Consigne 1 ▸ Recopiez le passage du texte sur les inondations à Pikine situé entre « Au niveau de la » et « publique Salif Ndongo. », ces deux bornes comprises.
Consigne 2 ▸
D'après le texte sur les inondations à Pikine, répondez aux questions suivantes :
(a) Combien de familles ont été relogées à l'école élémentaire publique Salif Ndongo ?
(b) Quel édifice public a ses bureaux inondés ?
(c) Pendant combien de mois certains travailleurs du Centre de santé Dominique sont-ils restés sans salaire ?

Texte source ▸
——

Un des jeunes responsables du Collectif des inondations du nom de Ablaye Ba rumine sa colère : «C’est le ministre Fatou Tambédou qui était venue ici à Boune en promettant qu’il y aura des travaux de canalisation. Mais jusqu’à nos jours, on n’a rien vu. Pire, Madame le Ministre a disparu de la circulation».
Au niveau de la Commune de Djidah Tharoye Kao, c’est aussi la colère noire chez des sinistrés au niveau des quartiers Léona et Mésséré. Ces derniers n’ont pas vu leurs ouvrages de canalisations du fait, selon eux, des lenteurs de l’Office national de l’assainissement du Sénégal (Onas). Dans cette localité de Djidah Thiaroye kao, plus d’une quarantaine de familles ont été relogées à l’école élémentaire publique Salif Ndongo.
Dans les autres communes comme Thiaroye gare et Guinaw rails Sud, certaines familles sinistrées qui risquent d’immoler leurs moutons de Tabaski sous les eaux s’en prennent aussi au pouvoir de Macky Sall . «On dirait que ce pouvoir n’a de considération que pour ses proches. Car ici à Guinaw rails Sud comme il y a un maire libéral, l’Etat n’a fait aucune action concrète pour assister les populations. Il en est de même pour la Ville de Pikine qui, n’a à ce jour déployé qu’un seul hydro-cureur».
Pour ces inondations, même les édifices publics sont affectés. C’est le cas du Commissariat de Thiaroye où les bureaux sont inondés. Ce qui fait que les populations peinent à obtenir certains papiers.
Autre foyer de tension dormant, ce sont les travailleurs des Collectivités locales du Département de Pikine victimes de l’acte 03 de la décentralisation. Certains d’entre eux comme ceux du Centre de santé Dominique de Pikine-ouest sont restés 4 mois sans percevoir leurs salaires.
Ce qui a poussé hier encore ces agents municipaux à tenir un sit-in au niveau de ce centre de santé pour dénoncer les impairs de l’acte 03 de la décentralisation. Il y a aussi d’autres agents des autres communes qui courent derrière deux mois d’arriérés de salaires ou qui connaissent chaque mois des retards de paiement de salaires. Il y a également une quarantaine d’agents municipaux de cette ville de Pikine recrutés au mois d’avril 2014 qui ont été aussi licenciés par l’actuel maire Abdoulaye Thimbo,
Ces licenciements jugés abusifs et ces cas de salaires impayés des agents du centre de santé Dominique ont poussé les conseillers municipaux de la Commune de Pikine-Ouest à sortir de leurs gonds lors d’une rencontre avec la presse pour tirer à boulets rouges sur le maire de la Ville de Pikine, Abdoulaye Thimbo pour avoir fui ses administrés.

——

Données ▸
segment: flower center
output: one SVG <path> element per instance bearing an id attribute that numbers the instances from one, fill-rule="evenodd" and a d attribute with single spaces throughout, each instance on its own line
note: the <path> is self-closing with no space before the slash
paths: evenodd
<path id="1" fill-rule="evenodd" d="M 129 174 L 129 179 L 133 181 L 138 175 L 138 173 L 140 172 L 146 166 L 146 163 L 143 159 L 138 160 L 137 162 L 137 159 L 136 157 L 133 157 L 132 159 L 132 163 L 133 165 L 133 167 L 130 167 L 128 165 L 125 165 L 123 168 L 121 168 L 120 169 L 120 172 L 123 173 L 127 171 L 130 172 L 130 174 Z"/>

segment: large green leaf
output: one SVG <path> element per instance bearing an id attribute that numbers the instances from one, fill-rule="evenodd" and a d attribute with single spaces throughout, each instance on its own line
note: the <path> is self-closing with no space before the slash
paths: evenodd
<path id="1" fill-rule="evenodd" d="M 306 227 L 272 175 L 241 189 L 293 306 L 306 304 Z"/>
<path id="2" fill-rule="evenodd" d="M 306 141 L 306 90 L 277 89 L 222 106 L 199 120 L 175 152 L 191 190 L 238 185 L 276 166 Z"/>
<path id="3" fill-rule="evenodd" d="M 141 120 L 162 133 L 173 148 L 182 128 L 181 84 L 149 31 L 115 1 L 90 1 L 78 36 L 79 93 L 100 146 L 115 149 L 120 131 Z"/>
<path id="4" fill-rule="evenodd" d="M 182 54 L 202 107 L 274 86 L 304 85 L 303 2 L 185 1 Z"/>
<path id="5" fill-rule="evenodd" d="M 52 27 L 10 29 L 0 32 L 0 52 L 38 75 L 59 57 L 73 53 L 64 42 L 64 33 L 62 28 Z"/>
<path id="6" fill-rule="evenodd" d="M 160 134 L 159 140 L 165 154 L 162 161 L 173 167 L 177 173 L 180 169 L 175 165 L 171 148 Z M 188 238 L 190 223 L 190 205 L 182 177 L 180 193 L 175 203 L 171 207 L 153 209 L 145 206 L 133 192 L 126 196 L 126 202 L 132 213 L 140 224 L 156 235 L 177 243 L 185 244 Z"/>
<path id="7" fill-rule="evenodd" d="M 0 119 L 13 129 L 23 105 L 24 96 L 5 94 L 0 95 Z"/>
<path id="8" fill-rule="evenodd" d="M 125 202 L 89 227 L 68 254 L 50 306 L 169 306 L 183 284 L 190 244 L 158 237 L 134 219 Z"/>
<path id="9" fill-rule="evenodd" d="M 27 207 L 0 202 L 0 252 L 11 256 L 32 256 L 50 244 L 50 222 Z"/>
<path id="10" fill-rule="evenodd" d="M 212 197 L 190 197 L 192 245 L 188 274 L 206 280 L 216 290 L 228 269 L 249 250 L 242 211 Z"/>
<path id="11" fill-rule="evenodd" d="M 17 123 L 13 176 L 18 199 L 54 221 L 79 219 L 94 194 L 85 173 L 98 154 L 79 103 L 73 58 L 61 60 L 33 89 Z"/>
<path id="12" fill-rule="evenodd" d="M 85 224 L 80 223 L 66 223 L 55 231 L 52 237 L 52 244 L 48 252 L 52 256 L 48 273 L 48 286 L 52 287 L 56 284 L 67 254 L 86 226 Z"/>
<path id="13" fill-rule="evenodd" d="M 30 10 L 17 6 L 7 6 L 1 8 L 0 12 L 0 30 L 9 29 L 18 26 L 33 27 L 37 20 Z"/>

——

Zone de réponse 1 ▸
Au niveau de la Commune de Djidah Tharoye Kao, c’est aussi la colère noire chez des sinistrés au niveau des quartiers Léona et Mésséré. Ces derniers n’ont pas vu leurs ouvrages de canalisations du fait, selon eux, des lenteurs de l’Office national de l’assainissement du Sénégal (Onas). Dans cette localité de Djidah Thiaroye kao, plus d’une quarantaine de familles ont été relogées à l’école élémentaire publique Salif Ndongo.

Zone de réponse 2 ▸
(a) Plus d'une quarantaine de familles.
(b) Le Commissariat de Thiaroye.
(c) Quatre mois.